• [Brano estratto]
++++++++
Nel capitolo 12 del vangelo di Luca Gesù aveva invitato i discepoli a fuggire l’ipocrisia, a confidare in Dio, a cercare il suo regno e a stare vigilanti indicandone, con un’immagine potente, la ragione di fondo. Nel v. 37 Gesù rivela che sarà lui stesso che si metterà a servire i suoi discepoli quando li trovasse vigilanti. Perché il nostro cuore non coglie quasi mai questo servizio suo, questo suo accudire a noi, questa sua premura nei nostri confronti? L’urgenza e l’impegno della conversione derivano dalla percezione di questo suo servirci.

Quando la gente cerca di ottenere da Gesù la conferma di un senso plausibile alle crudeltà della storia (vedi l’esempio dei Galilei uccisi da Pilato e degli altri periti in un incidente di vita quotidiana), riceve una risposta paradossale. È assurdo pensare che, se io sono risparmiato dal dolore, significa che ho Dio dalla mia parte! L’uomo non ha alcun potere su Dio e quindi è perfettamente inutile che cerchi di avere Dio dalla sua parte. Dio è già dalla sua parte, ma in un modo che non è scontato vedere e vivere. L’esempio di Gesù è lì a evidenziarlo. Lui è l’Inviato di Dio, Lui è la rivelazione dell’amore di Dio. Da come accogliamo Lui, accogliamo la vita. Gesù è tutto teso a quel gridare: convertitevi! Senza la conversione all’alleanza di Dio, di cui Lui costituisce il sigillo, periremo tutti nel senso di non poter saziare il desiderio del nostro cuore e di venire lasciati in balia delle nostre ossessioni, rendendoci la vita impossibile gli uni contro gli altri.

La spiegazione della parabola assume così il significato di introdurci al mistero della conversione. Sarà possibile convertirci sulla base del buon volere del contadino (=Gesù) che lavora la terra perché la pianta (=discepoli) fruttifichi per il Padre. Quel buon volere corrisponde ai sentimenti di compassione e di amore che Dio svela a Mosè dal roveto ardente, come la prima lettura annuncia. È interessante osservare che il brano dell’Esodo è introdotto dalla risposta di Dio al grido di lamento del suo popolo sotto la schiavitù riassunta nell’espressione: “Dio guardò la condizione degli Israeliti, Dio se ne diede pensiero”, espressione che nella versione della LXX suona: “Dio si fece conoscere da loro” e nel testo ebraico: “Dio guardò e conobbe”. Gli antichi commentatori ebrei spiegano: Dio previde che il suo popolo l’avrebbe rigettato, ma lo volle liberare per amore del suo nome; Dio vide la ribellione del suo popolo, ma anche che il suo popolo avrebbe proclamato: “Dio è il mio Dio” (Es 15,2) e “Quanto ha detto il Signore, lo eseguiremo e vi presteremo ascolto” (Es 24,7) allorquando il popolo professò l’impegno incondizionato di obbedienza al suo Dio prima ancora di udire i comandamenti che avrebbe ricevuto.
++++++++
Estratti di dati di puntamento:
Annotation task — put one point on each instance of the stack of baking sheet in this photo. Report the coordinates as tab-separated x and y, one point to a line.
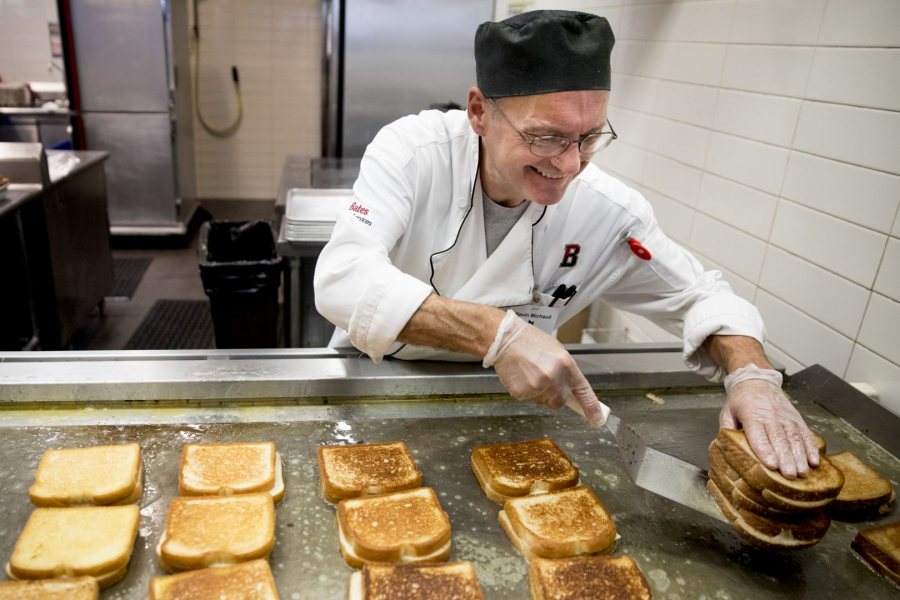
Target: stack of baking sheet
310	213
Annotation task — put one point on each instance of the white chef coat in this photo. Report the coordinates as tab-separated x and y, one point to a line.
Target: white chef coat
415	226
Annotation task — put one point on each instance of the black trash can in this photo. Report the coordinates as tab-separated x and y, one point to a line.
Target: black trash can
242	276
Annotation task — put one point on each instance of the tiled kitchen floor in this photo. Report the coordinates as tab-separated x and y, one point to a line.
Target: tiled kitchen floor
174	274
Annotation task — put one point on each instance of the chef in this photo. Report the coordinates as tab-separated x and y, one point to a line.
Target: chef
473	235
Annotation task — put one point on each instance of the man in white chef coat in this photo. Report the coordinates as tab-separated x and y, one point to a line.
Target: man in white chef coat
472	235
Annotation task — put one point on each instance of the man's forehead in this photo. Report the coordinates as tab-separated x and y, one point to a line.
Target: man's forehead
559	110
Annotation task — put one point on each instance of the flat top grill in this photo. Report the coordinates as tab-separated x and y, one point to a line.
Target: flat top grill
683	554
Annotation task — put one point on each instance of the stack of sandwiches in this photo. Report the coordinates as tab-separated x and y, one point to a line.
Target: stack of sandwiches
766	508
87	522
221	530
390	527
560	527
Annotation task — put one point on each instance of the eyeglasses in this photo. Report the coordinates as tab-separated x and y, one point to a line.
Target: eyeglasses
553	145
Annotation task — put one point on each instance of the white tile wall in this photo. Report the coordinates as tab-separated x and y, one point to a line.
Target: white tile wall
758	117
686	21
689	63
844	248
862	196
276	45
855	76
880	327
861	23
694	104
884	376
816	291
754	164
747	209
860	136
806	340
782	359
796	116
634	93
728	246
777	22
675	179
888	280
781	70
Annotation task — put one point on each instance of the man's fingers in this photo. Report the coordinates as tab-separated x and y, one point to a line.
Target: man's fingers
782	447
759	442
798	450
812	448
726	419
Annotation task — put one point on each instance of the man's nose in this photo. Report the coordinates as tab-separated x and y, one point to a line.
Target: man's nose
569	162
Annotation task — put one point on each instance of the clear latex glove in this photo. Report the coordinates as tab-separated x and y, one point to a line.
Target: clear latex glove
774	428
534	366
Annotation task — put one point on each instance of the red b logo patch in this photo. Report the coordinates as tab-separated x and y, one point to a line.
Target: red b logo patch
570	255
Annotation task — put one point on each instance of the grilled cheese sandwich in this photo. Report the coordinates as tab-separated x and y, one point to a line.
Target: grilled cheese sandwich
558	524
405	526
365	470
516	469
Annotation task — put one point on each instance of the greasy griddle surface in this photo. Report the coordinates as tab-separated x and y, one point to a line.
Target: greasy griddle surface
683	554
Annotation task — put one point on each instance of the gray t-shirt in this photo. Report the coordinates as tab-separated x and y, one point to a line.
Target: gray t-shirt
498	220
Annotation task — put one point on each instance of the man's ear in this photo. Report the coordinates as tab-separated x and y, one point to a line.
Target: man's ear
476	108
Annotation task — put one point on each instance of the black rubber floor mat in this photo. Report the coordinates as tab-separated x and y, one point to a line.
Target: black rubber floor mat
127	274
175	325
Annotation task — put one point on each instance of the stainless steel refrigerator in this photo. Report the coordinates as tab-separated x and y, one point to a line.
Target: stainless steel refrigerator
385	59
122	60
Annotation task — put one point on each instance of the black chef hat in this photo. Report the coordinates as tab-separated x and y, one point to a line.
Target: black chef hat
543	51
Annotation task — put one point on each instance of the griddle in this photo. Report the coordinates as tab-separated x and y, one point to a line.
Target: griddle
300	400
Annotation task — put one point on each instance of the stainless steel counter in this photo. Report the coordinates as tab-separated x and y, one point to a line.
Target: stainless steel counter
301	399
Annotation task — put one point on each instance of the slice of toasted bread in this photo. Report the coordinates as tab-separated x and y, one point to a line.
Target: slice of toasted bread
865	492
97	475
71	588
435	581
521	468
406	526
557	524
227	469
880	548
822	484
736	489
252	579
770	533
587	577
217	530
83	540
366	469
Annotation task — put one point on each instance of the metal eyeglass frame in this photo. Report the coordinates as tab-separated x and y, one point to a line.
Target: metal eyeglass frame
531	139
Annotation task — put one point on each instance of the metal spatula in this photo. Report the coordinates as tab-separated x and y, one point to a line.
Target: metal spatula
657	471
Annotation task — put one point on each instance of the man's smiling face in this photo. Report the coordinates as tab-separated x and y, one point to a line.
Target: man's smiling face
510	173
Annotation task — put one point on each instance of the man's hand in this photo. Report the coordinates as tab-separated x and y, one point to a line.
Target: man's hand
774	428
531	364
534	366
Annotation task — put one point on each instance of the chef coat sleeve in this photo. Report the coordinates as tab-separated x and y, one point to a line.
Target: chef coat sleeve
356	286
673	290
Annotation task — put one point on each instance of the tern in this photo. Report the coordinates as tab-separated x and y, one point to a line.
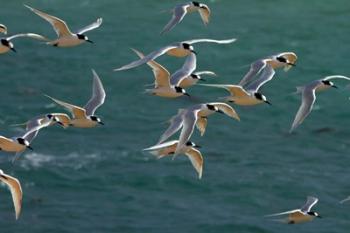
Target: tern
309	97
193	78
16	191
162	85
247	90
19	143
65	37
284	60
84	117
3	29
188	118
180	10
241	96
169	148
177	49
6	44
299	215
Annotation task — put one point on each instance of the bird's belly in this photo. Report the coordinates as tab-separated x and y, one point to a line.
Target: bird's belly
205	113
165	92
4	49
187	82
12	147
322	88
83	123
300	218
67	42
178	52
245	101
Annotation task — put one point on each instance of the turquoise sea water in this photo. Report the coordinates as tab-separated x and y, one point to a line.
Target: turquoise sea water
99	180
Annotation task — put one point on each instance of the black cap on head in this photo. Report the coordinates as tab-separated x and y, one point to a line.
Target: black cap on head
5	42
196	3
327	82
281	59
179	89
195	76
81	36
186	46
258	95
189	143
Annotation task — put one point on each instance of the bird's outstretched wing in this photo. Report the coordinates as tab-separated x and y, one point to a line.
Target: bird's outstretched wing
90	27
98	95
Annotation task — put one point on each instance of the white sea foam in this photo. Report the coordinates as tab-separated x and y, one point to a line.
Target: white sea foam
73	160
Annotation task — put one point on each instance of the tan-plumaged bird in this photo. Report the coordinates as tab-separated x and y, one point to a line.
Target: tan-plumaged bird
16	191
177	49
193	78
304	214
19	143
180	10
308	92
3	29
169	148
240	96
195	115
284	60
66	38
54	118
263	70
84	117
6	44
162	85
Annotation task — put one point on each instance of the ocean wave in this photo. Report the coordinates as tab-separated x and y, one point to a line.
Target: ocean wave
72	160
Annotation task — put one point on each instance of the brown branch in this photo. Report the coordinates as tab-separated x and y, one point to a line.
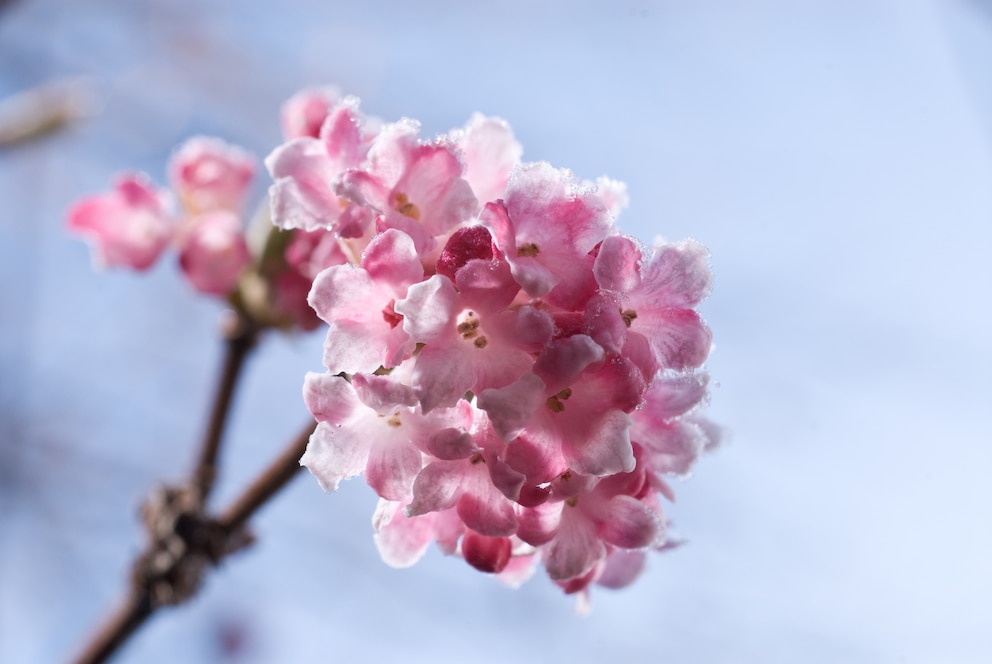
++++++++
• [Consegna] Copia dal commento sulla conversione il tratto compreso tra "Nel capitolo 12" e "questo suo servirci.", estremi inclusi. Le voci non hanno alcun ruolo in questo compito.

• [Risultato]
Nel capitolo 12 del vangelo di Luca Gesù aveva invitato i discepoli a fuggire l’ipocrisia, a confidare in Dio, a cercare il suo regno e a stare vigilanti indicandone, con un’immagine potente, la ragione di fondo. Nel v. 37 Gesù rivela che sarà lui stesso che si metterà a servire i suoi discepoli quando li trovasse vigilanti. Perché il nostro cuore non coglie quasi mai questo servizio suo, questo suo accudire a noi, questa sua premura nei nostri confronti? L’urgenza e l’impegno della conversione derivano dalla percezione di questo suo servirci.